DATA EXCERPTS START

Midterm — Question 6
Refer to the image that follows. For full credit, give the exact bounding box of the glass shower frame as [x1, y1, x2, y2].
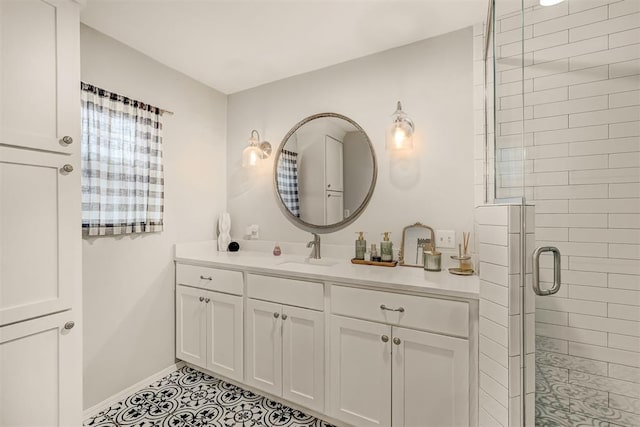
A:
[484, 0, 640, 425]
[484, 0, 530, 425]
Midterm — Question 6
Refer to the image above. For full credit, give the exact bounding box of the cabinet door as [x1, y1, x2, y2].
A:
[176, 285, 207, 368]
[0, 311, 81, 426]
[0, 147, 79, 326]
[325, 135, 343, 192]
[391, 327, 469, 427]
[325, 191, 343, 224]
[329, 315, 391, 427]
[0, 0, 80, 153]
[282, 306, 324, 413]
[245, 299, 282, 396]
[205, 290, 243, 382]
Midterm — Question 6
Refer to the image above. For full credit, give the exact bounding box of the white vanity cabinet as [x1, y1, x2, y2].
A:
[330, 315, 392, 426]
[391, 326, 469, 427]
[245, 274, 325, 413]
[174, 249, 478, 427]
[329, 285, 470, 427]
[175, 265, 243, 382]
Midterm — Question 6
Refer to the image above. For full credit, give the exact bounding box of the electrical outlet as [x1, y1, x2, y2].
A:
[435, 230, 456, 249]
[246, 224, 260, 240]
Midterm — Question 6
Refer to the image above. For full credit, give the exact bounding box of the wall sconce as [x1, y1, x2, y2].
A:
[242, 129, 272, 168]
[540, 0, 564, 5]
[387, 101, 414, 151]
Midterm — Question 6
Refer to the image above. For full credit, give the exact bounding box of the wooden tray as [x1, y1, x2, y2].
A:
[351, 258, 398, 268]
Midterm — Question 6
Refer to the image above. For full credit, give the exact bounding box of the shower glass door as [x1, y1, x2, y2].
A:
[490, 0, 640, 425]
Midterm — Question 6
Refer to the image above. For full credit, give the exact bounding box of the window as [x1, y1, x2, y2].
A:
[80, 82, 164, 236]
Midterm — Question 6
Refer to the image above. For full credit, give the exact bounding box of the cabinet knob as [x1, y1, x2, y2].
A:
[381, 335, 389, 343]
[199, 297, 205, 302]
[327, 184, 331, 188]
[61, 136, 73, 145]
[64, 321, 75, 330]
[273, 312, 280, 318]
[62, 164, 74, 173]
[393, 337, 401, 345]
[281, 313, 288, 320]
[200, 275, 212, 281]
[204, 298, 210, 303]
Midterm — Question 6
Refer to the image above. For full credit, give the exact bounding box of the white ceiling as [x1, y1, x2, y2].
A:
[81, 0, 487, 94]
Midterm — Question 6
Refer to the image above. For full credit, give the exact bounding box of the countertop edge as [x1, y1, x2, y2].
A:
[174, 256, 480, 301]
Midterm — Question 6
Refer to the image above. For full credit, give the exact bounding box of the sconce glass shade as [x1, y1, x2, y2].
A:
[387, 101, 414, 151]
[242, 144, 262, 168]
[539, 0, 564, 5]
[242, 130, 272, 168]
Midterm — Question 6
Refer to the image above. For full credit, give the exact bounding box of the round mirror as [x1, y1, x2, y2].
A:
[273, 113, 377, 233]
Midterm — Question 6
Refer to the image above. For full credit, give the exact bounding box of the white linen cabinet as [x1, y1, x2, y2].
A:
[0, 0, 80, 154]
[0, 0, 82, 424]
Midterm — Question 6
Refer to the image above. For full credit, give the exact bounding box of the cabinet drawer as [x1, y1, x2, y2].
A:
[331, 285, 468, 338]
[176, 264, 243, 296]
[247, 274, 323, 311]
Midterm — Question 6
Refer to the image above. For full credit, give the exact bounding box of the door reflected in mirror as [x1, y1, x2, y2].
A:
[274, 113, 377, 232]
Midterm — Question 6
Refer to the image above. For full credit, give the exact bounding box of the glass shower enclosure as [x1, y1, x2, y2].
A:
[484, 0, 640, 425]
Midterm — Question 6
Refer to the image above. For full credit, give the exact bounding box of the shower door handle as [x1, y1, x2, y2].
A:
[532, 246, 561, 296]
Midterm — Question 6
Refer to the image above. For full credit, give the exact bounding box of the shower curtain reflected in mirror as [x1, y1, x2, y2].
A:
[276, 149, 300, 218]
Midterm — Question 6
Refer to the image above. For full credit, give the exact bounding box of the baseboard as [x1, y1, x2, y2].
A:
[83, 361, 185, 420]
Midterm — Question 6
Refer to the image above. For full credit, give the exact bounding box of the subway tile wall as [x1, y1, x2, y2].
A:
[475, 0, 640, 425]
[476, 205, 535, 427]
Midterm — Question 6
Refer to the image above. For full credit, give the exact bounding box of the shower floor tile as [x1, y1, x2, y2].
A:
[535, 348, 637, 427]
[84, 366, 333, 427]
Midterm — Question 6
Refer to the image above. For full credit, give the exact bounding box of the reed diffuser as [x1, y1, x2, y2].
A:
[449, 232, 474, 276]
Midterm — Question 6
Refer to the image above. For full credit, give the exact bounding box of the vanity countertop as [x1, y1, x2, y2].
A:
[175, 241, 479, 300]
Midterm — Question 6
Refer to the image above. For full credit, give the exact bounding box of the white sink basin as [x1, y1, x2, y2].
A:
[278, 258, 339, 267]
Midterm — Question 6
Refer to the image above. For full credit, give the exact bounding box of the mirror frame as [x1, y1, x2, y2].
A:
[273, 112, 378, 234]
[399, 222, 436, 268]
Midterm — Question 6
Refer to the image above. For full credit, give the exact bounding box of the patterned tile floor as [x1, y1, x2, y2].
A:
[535, 338, 635, 427]
[84, 366, 333, 427]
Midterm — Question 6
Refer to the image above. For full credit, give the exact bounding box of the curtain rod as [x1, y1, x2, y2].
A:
[81, 81, 175, 116]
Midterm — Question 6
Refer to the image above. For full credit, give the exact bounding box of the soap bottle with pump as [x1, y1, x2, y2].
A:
[380, 232, 393, 262]
[355, 232, 367, 260]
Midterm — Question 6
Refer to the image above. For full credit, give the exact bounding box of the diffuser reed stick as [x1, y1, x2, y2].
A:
[463, 232, 470, 256]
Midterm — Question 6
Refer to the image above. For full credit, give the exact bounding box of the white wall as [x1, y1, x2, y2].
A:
[80, 24, 227, 409]
[227, 28, 475, 247]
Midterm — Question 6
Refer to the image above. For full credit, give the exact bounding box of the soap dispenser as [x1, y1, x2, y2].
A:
[355, 232, 367, 260]
[380, 232, 393, 262]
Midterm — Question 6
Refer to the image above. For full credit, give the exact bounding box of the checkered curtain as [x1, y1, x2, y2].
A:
[277, 149, 300, 217]
[81, 82, 164, 236]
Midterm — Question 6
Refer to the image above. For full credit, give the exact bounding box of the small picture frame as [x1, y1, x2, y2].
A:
[399, 222, 435, 268]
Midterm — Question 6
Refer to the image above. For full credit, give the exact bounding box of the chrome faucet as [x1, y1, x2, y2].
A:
[307, 233, 321, 259]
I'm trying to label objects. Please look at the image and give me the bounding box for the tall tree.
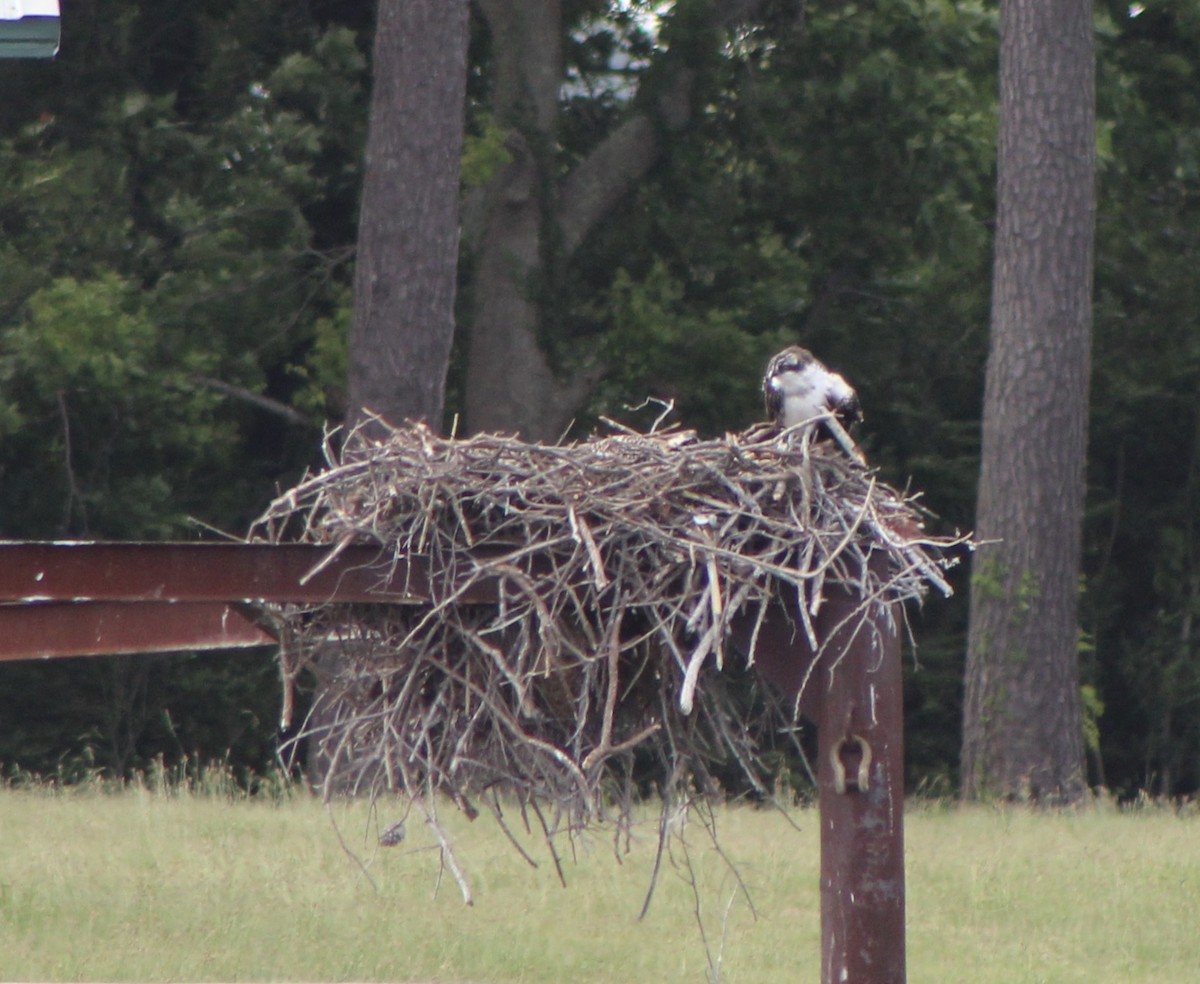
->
[346,0,470,437]
[962,0,1095,802]
[462,0,766,440]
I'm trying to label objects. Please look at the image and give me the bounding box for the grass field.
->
[0,781,1197,983]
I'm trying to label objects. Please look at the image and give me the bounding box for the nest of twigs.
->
[251,414,963,880]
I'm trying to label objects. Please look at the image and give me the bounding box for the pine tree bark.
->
[346,0,470,438]
[314,0,470,786]
[962,0,1095,803]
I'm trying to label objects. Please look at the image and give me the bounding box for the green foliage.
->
[0,274,228,536]
[0,3,368,779]
[461,116,514,189]
[1081,683,1105,756]
[1082,0,1200,796]
[289,288,352,420]
[595,261,787,430]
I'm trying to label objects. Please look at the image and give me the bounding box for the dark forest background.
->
[1,0,1198,798]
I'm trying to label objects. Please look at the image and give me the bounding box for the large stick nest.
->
[252,416,963,837]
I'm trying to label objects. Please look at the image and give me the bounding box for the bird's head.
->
[764,345,815,384]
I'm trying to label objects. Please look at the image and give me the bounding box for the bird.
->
[762,345,864,461]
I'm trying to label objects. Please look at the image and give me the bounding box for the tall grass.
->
[0,781,1196,982]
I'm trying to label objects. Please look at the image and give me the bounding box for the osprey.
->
[763,345,864,461]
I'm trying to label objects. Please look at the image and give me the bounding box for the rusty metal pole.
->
[734,563,907,984]
[815,581,906,984]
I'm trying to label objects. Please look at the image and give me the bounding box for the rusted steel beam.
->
[0,601,275,662]
[0,541,503,662]
[0,541,499,605]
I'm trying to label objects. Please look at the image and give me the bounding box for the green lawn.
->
[0,785,1196,982]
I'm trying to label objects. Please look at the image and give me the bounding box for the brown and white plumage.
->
[763,345,864,461]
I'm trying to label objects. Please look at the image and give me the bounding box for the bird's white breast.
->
[770,363,852,428]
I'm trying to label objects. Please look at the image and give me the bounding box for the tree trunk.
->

DATA EXCERPTS END

Count up the lines of the data that include "tile". Reply with a number only.

3